§ **本文**
+===+

実技に使う大きなカルトン(画板)を抱えて、緊張した面持ちで駅へと歩き出すオニイ。
彼にとっては今回の入試が、誰かから「試される」初めての経験。
こうやってまた一つ階段を上っていくんだな。
頑張って行ってこい。
今日はとりあえず前哨戦だ。

午後から、アユコの学校の百人一首大会参観。
PTAから生徒たちに豚汁の炊き出しを行うというのでエプロン、カセットコンロ持参で手伝いに出かけた。
調理室で大小15個のお鍋にたっぷりの豚汁を煮る。材料をダンダンと刻んでワッシャワッシャと鍋に投げ込み、ぐつぐつと煮こむ。
一度にたくさんの調理をしたり、台車でバケツのようなお鍋を運んだりするのは、なんとなく給食のおばさんになったようでワクワクと楽しい。

+===+

§ **演習課題**
1 – 本文によると、調理室で豚汁を煮たお鍋はいくつありましたか。
2 – 本文にある擬音語・擬態語のうち、同じ音を二度繰り返す形のものをすべて挙げなさい。
3 – 本文の「実技に使う大きなカルトン(画板)を抱えて、緊張した面持ちで駅へと歩き出すオニイ。」から「ンロ持参で手伝いに出かけた。」までを、一字も変えずに書き写しなさい。

§ **提供データ**
+===+

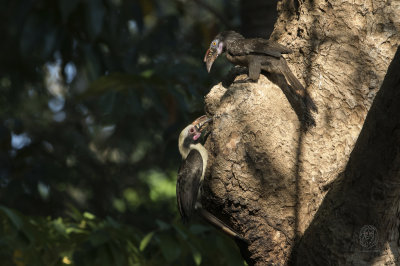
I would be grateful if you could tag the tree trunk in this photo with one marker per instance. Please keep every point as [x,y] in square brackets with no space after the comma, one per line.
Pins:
[269,179]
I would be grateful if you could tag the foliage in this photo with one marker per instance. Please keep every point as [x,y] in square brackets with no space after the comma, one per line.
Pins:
[93,96]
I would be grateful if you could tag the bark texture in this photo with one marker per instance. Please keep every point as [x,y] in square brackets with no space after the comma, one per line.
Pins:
[267,177]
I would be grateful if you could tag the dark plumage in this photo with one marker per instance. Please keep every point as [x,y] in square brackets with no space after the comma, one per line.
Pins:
[257,54]
[188,184]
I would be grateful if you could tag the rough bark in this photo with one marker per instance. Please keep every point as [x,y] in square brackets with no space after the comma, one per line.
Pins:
[267,177]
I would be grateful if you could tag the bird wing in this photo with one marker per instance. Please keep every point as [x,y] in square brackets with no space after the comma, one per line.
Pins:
[188,183]
[256,46]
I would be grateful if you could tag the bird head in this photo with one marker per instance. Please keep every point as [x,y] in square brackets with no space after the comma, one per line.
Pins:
[191,134]
[216,48]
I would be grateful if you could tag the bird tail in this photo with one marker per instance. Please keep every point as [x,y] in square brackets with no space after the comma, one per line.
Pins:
[220,225]
[297,86]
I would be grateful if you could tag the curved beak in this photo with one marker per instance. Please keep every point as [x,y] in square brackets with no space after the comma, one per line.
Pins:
[200,122]
[210,57]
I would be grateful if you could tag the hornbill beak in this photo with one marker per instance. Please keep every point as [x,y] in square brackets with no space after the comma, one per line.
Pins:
[200,122]
[210,57]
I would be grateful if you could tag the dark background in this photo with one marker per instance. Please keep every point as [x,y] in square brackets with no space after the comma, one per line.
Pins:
[93,95]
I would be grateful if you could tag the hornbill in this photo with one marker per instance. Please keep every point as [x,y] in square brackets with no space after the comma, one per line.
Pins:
[257,54]
[191,174]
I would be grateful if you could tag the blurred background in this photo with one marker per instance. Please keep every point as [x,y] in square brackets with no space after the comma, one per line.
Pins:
[93,95]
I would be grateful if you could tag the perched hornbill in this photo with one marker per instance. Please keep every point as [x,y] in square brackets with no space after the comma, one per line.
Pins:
[191,175]
[257,54]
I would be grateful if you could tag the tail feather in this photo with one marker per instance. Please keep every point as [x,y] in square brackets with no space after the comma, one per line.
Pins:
[219,224]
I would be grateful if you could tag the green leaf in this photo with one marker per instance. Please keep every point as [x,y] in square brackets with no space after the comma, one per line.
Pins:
[145,241]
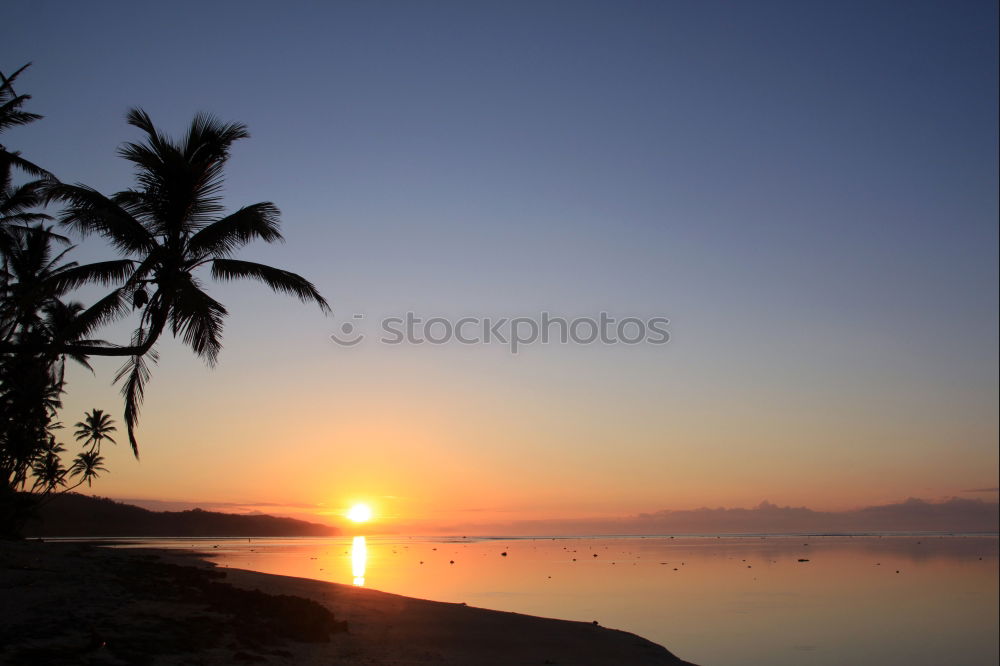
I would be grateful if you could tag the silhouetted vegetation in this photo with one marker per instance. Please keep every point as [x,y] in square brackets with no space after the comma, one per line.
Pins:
[72,514]
[147,609]
[164,229]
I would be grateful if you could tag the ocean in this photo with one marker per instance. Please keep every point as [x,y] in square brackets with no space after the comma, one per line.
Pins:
[789,600]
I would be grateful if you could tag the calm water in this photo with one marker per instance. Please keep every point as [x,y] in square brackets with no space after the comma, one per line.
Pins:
[736,600]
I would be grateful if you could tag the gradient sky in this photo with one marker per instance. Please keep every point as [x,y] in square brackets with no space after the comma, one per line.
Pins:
[808,191]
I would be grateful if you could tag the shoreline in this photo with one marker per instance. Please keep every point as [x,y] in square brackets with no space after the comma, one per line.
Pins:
[81,603]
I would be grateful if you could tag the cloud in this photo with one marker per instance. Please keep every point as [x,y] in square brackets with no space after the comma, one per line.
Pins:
[912,515]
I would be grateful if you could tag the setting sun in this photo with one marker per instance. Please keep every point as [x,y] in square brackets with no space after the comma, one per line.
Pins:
[360,513]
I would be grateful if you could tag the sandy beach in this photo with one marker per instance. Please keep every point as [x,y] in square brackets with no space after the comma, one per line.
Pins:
[80,604]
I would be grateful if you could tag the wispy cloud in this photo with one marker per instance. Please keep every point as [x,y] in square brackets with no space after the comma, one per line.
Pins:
[951,515]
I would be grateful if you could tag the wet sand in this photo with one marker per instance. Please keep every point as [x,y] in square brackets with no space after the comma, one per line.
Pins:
[80,604]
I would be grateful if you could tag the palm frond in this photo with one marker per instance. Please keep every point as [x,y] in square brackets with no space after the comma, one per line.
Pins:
[275,278]
[102,272]
[222,238]
[135,372]
[88,211]
[197,318]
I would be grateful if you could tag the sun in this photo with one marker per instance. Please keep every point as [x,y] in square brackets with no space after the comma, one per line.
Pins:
[360,513]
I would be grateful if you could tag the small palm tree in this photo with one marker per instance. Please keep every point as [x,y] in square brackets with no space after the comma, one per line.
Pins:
[87,465]
[95,428]
[48,468]
[172,225]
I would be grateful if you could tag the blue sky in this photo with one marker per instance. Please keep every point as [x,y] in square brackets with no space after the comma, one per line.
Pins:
[807,190]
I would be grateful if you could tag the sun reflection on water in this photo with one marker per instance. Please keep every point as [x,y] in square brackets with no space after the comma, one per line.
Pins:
[359,559]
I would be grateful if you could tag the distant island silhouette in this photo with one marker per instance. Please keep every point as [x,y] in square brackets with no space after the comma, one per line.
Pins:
[75,515]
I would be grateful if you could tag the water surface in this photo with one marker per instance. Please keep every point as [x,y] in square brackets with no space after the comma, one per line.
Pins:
[915,600]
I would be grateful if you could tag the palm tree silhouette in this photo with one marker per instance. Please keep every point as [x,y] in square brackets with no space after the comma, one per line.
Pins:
[95,427]
[87,465]
[171,224]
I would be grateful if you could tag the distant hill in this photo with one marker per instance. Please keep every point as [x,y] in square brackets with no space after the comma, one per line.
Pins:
[79,515]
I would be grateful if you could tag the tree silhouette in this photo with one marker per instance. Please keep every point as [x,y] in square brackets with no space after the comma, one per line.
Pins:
[171,225]
[95,428]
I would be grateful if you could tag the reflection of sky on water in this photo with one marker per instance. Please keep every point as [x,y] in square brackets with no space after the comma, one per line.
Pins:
[359,560]
[723,601]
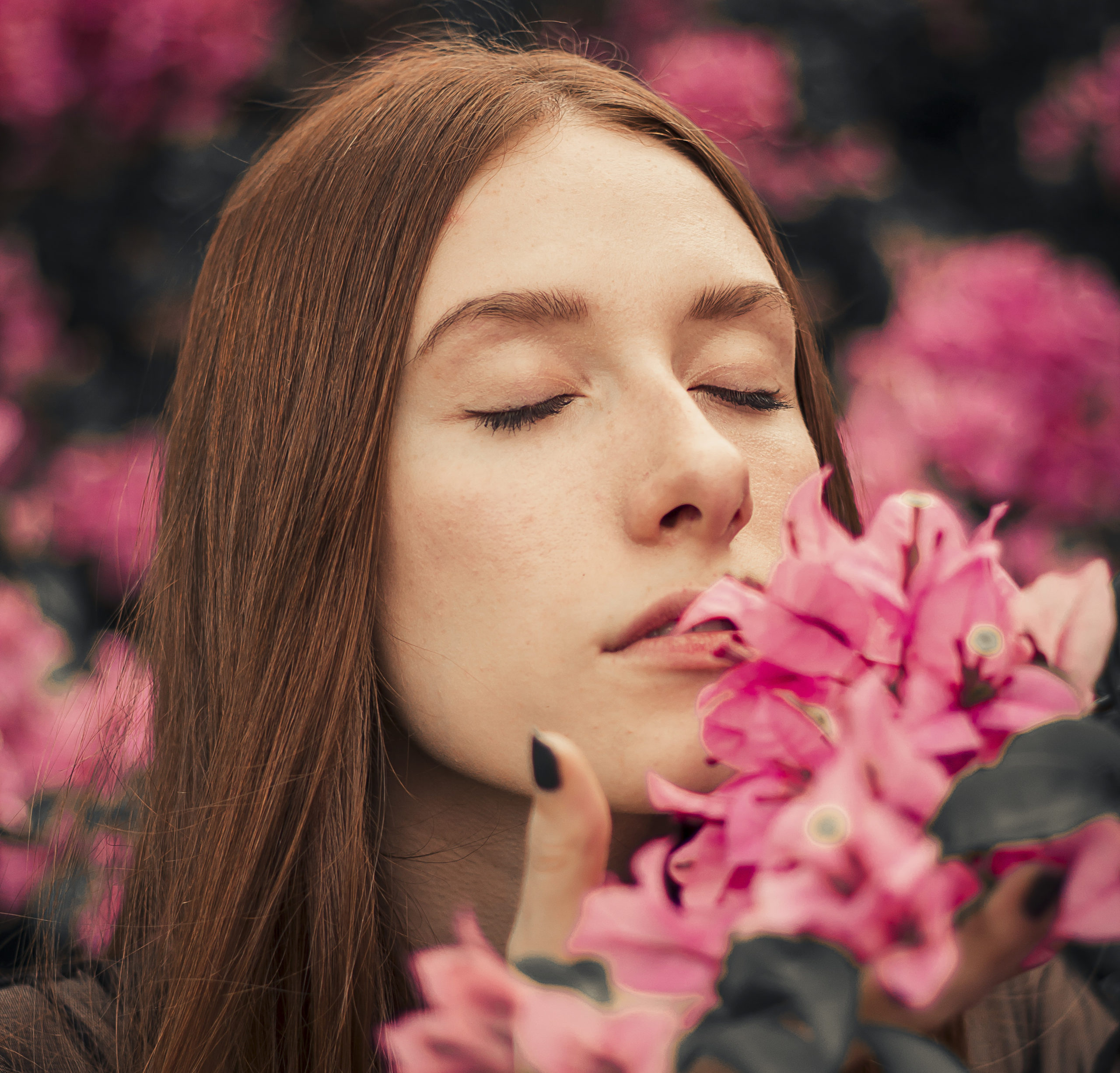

+===+

§ **課題の解答**
1 – 大小15個です。

2 – ダンダン、ワッシャワッシャ、ぐつぐつ、ワクワク

3 –
実技に使う大きなカルトン(画板)を抱えて、緊張した面持ちで駅へと歩き出すオニイ。
彼にとっては今回の入試が、誰かから「試される」初めての経験。
こうやってまた一つ階段を上っていくんだな。
頑張って行ってこい。
今日はとりあえず前哨戦だ。

午後から、アユコの学校の百人一首大会参観。
PTAから生徒たちに豚汁の炊き出しを行うというのでエプロン、カセットコンロ持参で手伝いに出かけた。